Esercizi da svolgere
(a) Elenca tutte le persone indicate per nome e cognome nel brano sulla sfiducia nella scienza medica.
(b) Nel brano sulla sfiducia nella scienza medica, a chi venne affidata la direzione dell'Osservatorio sui concorsi nell'Università?
(c) Prosegui il brano sulla sfiducia nella scienza medica a partire dall'ultima frase riportata.

Brano estratto

È fin troppo evidente che gli italiani sono preda dell’ossessione della salute e non occorre attendere le statistiche sugli accessi ai pronto soccorso e i dati sulle vendite di farmaci omeopatici per capire che tale frenesia è da tempo fuori controllo. Ossessione, peraltro, alla quale hanno contribuito anche trasmissioni come Le Iene, che con la sua campagna mediatica rese credibile il metodo Stamina agli occhi di numerosi biologi e genetisti, contribuendo a far approvare dal Parlamento la vergognosa sperimentazione promossa da Davide Vannoni (pagata con i soldi pubblici).
La demonizzazione e la denigrazione della scienza medica vengono spesso utilizzate politicamente per creare consenso elettorale tra i mediocri e gli esclusi dai concorsi in cerca di rivalsa sui competenti e sui professori
Quando Lorenzo Fioramonti (quello che credeva di riuscire a finanziare il reddito di cittadinanza tagliando le auto blu) annunciò l’istituzione di un Osservatorio sui concorsi nell’Università e ne affidò la direzione a Dino Giarusso (chiosò via Facebook: “Chi meglio di una ex-iena per farlo?),” si parlò soprattutto della responsabilità del Movimento Cinque Stelle nel processo di sfiducia nelle istituzioni, anche scientifiche, in atto Italia. Si tirò in ballo i servizi in cui gli inviati delle Iene andavano a Cuba per approfondire le proprietà “antitumorali” del “veleno di scorpione” e intervistare tassisti locali che elogiavano fantomatici “vaccini” scoperti da un agricoltore su un’isola. Servizi seguiti con passione da migliaia di telespettatori in virtù di un graduale scredito di medici, professori ed esperti a vantaggio di guru, santoni, inventori di metodi alternativi, ai quali Nadia Toffa, pur lavorando per Le Iene, si è ben guardata dall’affidarsi.

Dati registrati
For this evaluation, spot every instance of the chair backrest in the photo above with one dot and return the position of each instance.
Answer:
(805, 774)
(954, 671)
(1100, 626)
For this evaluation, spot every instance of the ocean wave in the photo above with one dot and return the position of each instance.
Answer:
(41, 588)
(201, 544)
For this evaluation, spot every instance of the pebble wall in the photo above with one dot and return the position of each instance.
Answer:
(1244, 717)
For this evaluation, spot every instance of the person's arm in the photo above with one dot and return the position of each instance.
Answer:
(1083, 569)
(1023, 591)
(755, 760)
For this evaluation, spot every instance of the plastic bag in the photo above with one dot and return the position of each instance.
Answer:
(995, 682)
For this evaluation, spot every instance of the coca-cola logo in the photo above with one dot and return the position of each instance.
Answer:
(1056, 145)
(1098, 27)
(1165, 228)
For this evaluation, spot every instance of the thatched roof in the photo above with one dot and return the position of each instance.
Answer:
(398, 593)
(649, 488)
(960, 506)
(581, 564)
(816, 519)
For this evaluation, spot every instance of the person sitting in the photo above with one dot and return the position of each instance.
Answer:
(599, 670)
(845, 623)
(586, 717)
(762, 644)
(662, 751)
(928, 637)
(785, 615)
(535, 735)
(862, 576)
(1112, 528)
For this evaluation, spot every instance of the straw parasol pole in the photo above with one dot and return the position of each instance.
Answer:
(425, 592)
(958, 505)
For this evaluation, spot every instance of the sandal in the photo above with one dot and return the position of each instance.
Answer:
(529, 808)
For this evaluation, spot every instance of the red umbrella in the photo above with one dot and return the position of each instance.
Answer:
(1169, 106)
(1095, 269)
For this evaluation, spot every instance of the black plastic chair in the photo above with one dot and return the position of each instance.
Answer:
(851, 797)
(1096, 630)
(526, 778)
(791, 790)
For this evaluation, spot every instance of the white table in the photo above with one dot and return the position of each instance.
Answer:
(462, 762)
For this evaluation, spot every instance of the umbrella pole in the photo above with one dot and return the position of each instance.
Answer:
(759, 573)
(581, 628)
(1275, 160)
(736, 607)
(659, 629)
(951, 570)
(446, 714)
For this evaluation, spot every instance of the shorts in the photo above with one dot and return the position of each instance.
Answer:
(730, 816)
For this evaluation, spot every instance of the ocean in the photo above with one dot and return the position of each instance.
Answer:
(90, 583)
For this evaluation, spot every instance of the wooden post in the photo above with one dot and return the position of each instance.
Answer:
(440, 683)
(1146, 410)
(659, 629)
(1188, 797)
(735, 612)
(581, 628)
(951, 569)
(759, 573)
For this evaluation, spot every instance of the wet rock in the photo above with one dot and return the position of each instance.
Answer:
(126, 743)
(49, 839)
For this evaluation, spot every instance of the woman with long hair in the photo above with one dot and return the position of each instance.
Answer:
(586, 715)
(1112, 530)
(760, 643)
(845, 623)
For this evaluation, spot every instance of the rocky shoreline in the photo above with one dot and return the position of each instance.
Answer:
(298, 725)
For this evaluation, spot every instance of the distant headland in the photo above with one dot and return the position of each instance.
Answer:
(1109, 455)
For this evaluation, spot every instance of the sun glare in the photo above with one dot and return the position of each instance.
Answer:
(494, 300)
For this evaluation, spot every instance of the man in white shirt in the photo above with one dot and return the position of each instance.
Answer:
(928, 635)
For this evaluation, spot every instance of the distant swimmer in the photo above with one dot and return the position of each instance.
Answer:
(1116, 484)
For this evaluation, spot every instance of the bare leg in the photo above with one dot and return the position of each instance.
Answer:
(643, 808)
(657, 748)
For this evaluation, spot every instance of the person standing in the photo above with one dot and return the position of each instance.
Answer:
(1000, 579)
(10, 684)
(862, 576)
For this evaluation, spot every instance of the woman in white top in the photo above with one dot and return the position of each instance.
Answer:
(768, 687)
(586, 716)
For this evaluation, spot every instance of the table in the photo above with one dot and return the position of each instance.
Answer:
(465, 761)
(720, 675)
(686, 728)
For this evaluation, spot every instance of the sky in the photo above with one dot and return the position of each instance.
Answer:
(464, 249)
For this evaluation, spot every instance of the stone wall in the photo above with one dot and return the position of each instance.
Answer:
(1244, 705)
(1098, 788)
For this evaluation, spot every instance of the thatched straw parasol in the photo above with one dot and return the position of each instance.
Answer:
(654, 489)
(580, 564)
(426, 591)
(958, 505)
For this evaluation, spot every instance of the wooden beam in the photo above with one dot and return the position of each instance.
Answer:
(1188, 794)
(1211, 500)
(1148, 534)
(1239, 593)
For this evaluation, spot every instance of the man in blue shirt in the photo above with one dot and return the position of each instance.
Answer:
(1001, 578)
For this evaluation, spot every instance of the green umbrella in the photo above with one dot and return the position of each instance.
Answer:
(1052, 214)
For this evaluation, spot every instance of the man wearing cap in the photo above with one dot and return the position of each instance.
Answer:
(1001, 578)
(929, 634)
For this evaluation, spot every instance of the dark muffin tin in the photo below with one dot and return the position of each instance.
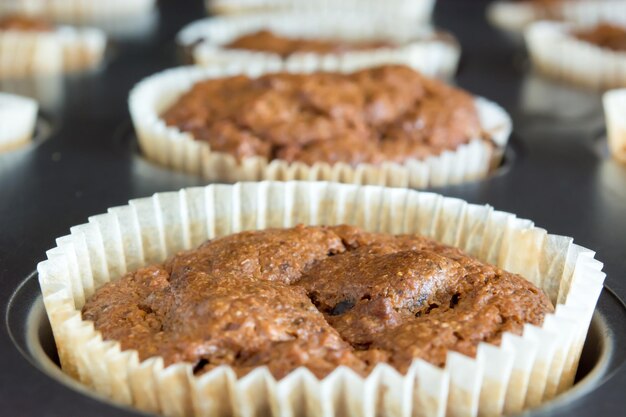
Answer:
(85, 159)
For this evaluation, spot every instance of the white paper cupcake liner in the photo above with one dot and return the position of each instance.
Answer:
(432, 53)
(555, 52)
(416, 10)
(18, 116)
(515, 16)
(615, 113)
(522, 372)
(66, 49)
(78, 11)
(47, 90)
(178, 150)
(27, 54)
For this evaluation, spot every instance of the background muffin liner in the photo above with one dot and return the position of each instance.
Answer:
(555, 52)
(18, 116)
(434, 54)
(178, 150)
(78, 11)
(417, 10)
(523, 372)
(67, 49)
(515, 16)
(615, 112)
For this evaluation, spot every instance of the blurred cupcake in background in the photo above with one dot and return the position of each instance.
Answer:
(592, 56)
(516, 15)
(18, 116)
(333, 39)
(376, 125)
(615, 113)
(32, 46)
(416, 10)
(120, 18)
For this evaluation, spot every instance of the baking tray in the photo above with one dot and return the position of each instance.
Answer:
(85, 159)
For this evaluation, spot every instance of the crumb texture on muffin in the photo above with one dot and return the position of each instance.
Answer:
(383, 114)
(317, 297)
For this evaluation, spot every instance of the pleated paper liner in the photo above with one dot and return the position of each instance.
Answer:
(515, 15)
(416, 10)
(615, 112)
(555, 52)
(18, 116)
(24, 54)
(522, 372)
(79, 11)
(171, 147)
(433, 53)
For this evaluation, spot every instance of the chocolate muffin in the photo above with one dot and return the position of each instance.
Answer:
(604, 35)
(268, 41)
(318, 297)
(383, 114)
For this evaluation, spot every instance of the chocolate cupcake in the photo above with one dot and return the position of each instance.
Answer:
(416, 10)
(589, 56)
(383, 125)
(294, 38)
(517, 15)
(32, 46)
(18, 116)
(284, 318)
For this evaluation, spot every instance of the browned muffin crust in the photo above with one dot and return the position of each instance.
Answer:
(390, 113)
(604, 35)
(25, 23)
(318, 297)
(268, 41)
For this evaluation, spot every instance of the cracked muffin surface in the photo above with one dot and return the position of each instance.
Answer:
(318, 297)
(384, 114)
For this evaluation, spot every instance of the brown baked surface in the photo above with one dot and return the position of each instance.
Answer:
(389, 113)
(318, 297)
(268, 41)
(25, 23)
(604, 35)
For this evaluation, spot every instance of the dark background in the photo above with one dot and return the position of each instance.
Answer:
(557, 174)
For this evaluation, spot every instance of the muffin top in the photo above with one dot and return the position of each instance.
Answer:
(25, 24)
(267, 41)
(389, 113)
(604, 35)
(318, 297)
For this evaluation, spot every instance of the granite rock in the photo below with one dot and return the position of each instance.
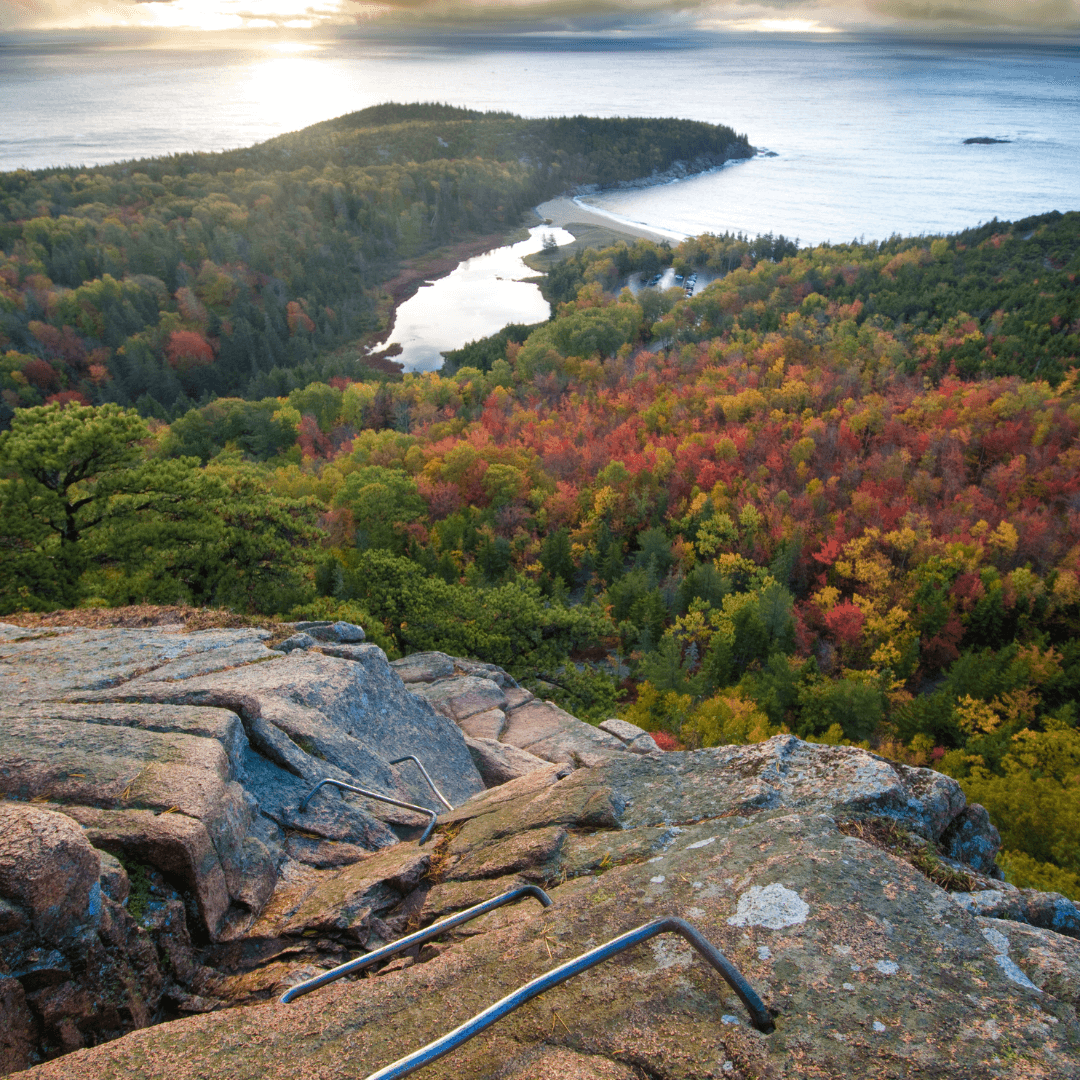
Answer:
(868, 967)
(499, 763)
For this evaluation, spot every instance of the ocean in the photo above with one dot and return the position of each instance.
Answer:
(868, 133)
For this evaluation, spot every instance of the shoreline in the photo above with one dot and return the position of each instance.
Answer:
(590, 226)
(566, 211)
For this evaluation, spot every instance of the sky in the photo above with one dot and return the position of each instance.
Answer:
(610, 16)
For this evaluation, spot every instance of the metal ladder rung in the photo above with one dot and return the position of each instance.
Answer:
(759, 1015)
(418, 939)
(431, 783)
(374, 795)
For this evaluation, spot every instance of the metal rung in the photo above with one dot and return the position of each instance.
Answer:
(418, 939)
(374, 795)
(431, 783)
(759, 1015)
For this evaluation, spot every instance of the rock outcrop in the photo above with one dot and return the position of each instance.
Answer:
(814, 868)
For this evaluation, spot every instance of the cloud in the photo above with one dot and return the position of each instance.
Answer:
(582, 15)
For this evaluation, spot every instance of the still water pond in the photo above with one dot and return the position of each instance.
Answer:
(476, 299)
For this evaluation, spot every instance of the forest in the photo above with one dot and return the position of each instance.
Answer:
(837, 493)
(163, 284)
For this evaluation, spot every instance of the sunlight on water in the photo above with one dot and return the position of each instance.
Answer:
(868, 133)
(291, 88)
(478, 298)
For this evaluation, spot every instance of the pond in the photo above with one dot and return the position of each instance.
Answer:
(475, 300)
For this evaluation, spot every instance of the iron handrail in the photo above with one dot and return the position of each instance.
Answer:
(759, 1015)
(431, 783)
(374, 795)
(417, 939)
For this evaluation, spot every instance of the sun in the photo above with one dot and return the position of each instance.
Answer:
(244, 14)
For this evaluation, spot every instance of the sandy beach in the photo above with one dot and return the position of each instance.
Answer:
(566, 214)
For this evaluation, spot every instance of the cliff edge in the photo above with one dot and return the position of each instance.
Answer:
(156, 865)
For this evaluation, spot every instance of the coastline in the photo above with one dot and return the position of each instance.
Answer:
(567, 211)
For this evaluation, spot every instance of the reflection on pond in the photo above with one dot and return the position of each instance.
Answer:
(476, 299)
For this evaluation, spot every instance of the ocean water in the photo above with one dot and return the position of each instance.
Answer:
(867, 133)
(864, 135)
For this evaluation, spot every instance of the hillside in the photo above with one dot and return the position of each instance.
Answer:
(833, 494)
(163, 283)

Soluzioni dell'esercizio
(a) Davide Vannoni, Lorenzo Fioramonti, Dino Giarusso, Nadia Toffa

(b) A Dino Giarusso.

(c)
La demonizzazione e la denigrazione della scienza medica vengono spesso utilizzate politicamente per creare consenso elettorale tra i mediocri e gli esclusi dai concorsi in cerca di rivalsa sui competenti e sui professori. Perciò è così necessario conciliare la visione psicologica con quella organicistica nell’ambito della medicina, perché trascende la sfera privata del malato e rappresenta uno dei grandi temi sociali in corso in Italia. Nadia Toffa, giustamente, aveva deciso di ricorrere sia alla forza di volontà sia alla chemioterapia, rendendo pubblica la sua esperienza ed esponendosi non soltanto al confronto, ma al giudizio altrui. Difficile immaginare cosa si provi avere a che fare con un cancro e con un numero impressionante di sconosciuti che ti accusano di farlo nel modo sbagliato, di dire la cosa sbagliata. È bello essere italiani, per nulla subirli.